#### GIVEN EXERCISE
Starting with the line that contains "point: lower kitchen", reproduce each line through the end of the listing below, with no other output.

#### MATERIAL FOR THIS EXERCISE
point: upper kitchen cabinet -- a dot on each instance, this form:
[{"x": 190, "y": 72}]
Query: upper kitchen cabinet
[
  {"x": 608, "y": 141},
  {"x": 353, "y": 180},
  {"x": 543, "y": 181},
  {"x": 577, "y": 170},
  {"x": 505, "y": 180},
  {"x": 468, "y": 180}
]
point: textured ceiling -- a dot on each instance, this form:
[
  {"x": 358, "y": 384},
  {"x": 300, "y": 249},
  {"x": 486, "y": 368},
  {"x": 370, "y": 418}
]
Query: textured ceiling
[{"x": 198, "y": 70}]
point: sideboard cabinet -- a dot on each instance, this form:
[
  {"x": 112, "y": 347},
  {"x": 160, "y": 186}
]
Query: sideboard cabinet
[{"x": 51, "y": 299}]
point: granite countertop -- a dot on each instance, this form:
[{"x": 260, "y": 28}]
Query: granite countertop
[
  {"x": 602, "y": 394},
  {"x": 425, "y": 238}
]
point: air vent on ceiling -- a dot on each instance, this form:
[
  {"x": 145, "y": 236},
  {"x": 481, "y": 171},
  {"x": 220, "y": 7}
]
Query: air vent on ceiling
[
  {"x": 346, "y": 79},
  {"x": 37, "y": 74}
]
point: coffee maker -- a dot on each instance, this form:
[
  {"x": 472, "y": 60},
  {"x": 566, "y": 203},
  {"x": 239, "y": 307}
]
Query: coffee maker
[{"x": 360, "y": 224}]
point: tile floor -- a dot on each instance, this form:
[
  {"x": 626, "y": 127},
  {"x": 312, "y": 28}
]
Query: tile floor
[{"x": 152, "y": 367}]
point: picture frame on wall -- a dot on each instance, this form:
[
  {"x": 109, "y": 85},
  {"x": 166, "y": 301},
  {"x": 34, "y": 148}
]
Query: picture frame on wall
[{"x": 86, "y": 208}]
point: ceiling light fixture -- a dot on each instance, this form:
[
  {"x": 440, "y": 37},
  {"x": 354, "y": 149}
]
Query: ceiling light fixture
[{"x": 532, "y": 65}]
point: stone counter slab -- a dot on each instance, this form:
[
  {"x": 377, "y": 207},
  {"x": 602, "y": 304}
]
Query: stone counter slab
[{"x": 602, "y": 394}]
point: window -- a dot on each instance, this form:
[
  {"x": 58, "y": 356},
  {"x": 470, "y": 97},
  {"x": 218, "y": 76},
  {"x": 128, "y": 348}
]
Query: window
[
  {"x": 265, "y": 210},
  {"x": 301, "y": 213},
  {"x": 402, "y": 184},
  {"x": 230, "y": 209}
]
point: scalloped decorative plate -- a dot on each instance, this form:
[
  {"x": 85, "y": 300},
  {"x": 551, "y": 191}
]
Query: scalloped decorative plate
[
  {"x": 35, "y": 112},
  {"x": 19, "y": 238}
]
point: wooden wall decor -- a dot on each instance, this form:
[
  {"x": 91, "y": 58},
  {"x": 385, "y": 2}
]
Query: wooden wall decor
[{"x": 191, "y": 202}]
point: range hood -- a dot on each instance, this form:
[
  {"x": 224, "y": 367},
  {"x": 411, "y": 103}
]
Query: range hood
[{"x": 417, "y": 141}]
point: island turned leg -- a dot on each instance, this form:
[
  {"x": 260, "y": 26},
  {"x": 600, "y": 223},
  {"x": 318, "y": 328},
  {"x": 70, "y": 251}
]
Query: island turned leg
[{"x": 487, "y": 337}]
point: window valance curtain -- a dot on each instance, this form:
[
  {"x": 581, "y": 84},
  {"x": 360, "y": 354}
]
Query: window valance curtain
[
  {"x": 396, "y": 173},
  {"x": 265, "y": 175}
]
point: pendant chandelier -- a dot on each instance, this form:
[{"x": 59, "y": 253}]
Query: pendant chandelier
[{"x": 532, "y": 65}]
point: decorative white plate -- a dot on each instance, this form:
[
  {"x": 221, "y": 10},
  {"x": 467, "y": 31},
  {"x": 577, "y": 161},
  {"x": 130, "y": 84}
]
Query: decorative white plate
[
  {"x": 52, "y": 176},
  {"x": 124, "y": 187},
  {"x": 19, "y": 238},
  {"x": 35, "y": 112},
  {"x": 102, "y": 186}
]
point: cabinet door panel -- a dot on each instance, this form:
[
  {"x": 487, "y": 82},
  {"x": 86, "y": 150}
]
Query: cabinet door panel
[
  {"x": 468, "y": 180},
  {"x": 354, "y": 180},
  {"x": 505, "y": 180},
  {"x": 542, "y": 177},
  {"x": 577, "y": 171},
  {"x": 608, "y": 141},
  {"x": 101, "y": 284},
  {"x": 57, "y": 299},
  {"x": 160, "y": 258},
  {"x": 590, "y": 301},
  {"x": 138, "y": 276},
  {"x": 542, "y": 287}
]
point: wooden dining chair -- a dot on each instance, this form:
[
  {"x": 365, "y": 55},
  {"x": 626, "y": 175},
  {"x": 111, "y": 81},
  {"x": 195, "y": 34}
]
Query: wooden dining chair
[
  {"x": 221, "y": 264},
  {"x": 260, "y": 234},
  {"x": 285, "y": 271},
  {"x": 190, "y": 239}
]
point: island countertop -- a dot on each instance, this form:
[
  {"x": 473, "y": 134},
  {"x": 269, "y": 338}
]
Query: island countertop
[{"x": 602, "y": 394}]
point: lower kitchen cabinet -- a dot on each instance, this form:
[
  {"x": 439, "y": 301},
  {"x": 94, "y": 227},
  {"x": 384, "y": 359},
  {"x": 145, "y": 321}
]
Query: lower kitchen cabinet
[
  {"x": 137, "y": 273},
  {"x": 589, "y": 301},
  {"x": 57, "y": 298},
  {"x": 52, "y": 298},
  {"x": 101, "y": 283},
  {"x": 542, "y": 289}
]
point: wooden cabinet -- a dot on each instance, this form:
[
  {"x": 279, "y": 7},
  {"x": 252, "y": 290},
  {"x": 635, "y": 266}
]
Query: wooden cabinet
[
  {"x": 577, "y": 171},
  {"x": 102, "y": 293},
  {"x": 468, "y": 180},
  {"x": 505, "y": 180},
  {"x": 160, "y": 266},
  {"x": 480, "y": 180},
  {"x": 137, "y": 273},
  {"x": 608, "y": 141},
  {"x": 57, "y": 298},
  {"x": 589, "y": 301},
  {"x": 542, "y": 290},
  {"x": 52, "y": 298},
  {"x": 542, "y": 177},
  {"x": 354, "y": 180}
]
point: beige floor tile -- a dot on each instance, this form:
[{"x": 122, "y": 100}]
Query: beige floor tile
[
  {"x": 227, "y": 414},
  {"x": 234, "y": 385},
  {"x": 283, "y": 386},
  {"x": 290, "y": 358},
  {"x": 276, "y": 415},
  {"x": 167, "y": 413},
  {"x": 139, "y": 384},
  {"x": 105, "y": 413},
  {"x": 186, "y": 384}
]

#### THE ANSWER
point: lower kitchen cabinet -- a dot on each instance, this form:
[
  {"x": 439, "y": 301},
  {"x": 94, "y": 227},
  {"x": 384, "y": 359},
  {"x": 145, "y": 321}
]
Query: lower kitchen cabinet
[
  {"x": 137, "y": 273},
  {"x": 589, "y": 301},
  {"x": 57, "y": 298},
  {"x": 52, "y": 298},
  {"x": 101, "y": 283},
  {"x": 542, "y": 289}
]
point: wooden cabinet -- a dot on each instance, this form:
[
  {"x": 279, "y": 7},
  {"x": 252, "y": 290},
  {"x": 635, "y": 266}
]
Query: wooden cabinet
[
  {"x": 577, "y": 171},
  {"x": 102, "y": 293},
  {"x": 468, "y": 180},
  {"x": 505, "y": 180},
  {"x": 160, "y": 266},
  {"x": 480, "y": 180},
  {"x": 137, "y": 273},
  {"x": 608, "y": 141},
  {"x": 57, "y": 298},
  {"x": 589, "y": 301},
  {"x": 542, "y": 290},
  {"x": 52, "y": 298},
  {"x": 542, "y": 177},
  {"x": 354, "y": 180}
]
point: beige floor tile -- a dot on each instance, this form:
[{"x": 122, "y": 100}]
Query: beige floor tile
[
  {"x": 227, "y": 414},
  {"x": 234, "y": 385},
  {"x": 283, "y": 386},
  {"x": 290, "y": 358},
  {"x": 276, "y": 415},
  {"x": 167, "y": 413},
  {"x": 139, "y": 384},
  {"x": 105, "y": 413},
  {"x": 186, "y": 384}
]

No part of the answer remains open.